** START OF Information provided **

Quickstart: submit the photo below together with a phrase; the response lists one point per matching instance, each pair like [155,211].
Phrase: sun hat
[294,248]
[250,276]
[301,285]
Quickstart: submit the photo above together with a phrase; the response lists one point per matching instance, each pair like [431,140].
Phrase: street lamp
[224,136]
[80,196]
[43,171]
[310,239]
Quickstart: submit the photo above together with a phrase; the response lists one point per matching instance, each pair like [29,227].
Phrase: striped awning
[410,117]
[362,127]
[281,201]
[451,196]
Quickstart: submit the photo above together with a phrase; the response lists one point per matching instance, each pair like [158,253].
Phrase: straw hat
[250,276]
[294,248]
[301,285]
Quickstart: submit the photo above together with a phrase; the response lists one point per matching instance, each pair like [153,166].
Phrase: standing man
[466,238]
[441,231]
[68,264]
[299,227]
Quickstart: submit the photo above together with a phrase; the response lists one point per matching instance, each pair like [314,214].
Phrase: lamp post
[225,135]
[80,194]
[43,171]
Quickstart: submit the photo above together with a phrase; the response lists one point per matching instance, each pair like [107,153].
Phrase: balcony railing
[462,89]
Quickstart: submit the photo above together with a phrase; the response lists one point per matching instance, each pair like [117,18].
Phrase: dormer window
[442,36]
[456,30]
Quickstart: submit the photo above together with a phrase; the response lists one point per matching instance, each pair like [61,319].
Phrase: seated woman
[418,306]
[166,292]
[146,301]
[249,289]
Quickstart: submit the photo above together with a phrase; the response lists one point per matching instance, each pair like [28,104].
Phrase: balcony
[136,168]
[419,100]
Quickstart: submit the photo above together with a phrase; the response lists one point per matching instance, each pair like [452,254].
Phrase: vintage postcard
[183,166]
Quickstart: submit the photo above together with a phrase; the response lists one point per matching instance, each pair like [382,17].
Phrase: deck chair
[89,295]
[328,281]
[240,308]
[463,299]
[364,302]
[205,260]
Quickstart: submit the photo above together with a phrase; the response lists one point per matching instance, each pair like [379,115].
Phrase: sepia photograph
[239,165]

** END OF Information provided **

* To do:
Please give everything from the line containing "pair like [379,115]." down to the end of the records again, with "sepia" replaced by "faded" and all else unchanged.

* Output for this exercise:
Quickstart: submit the photo above together with a phrase; the response lists one point per matching instance, each pair like [379,115].
Phrase: faded photograph
[239,165]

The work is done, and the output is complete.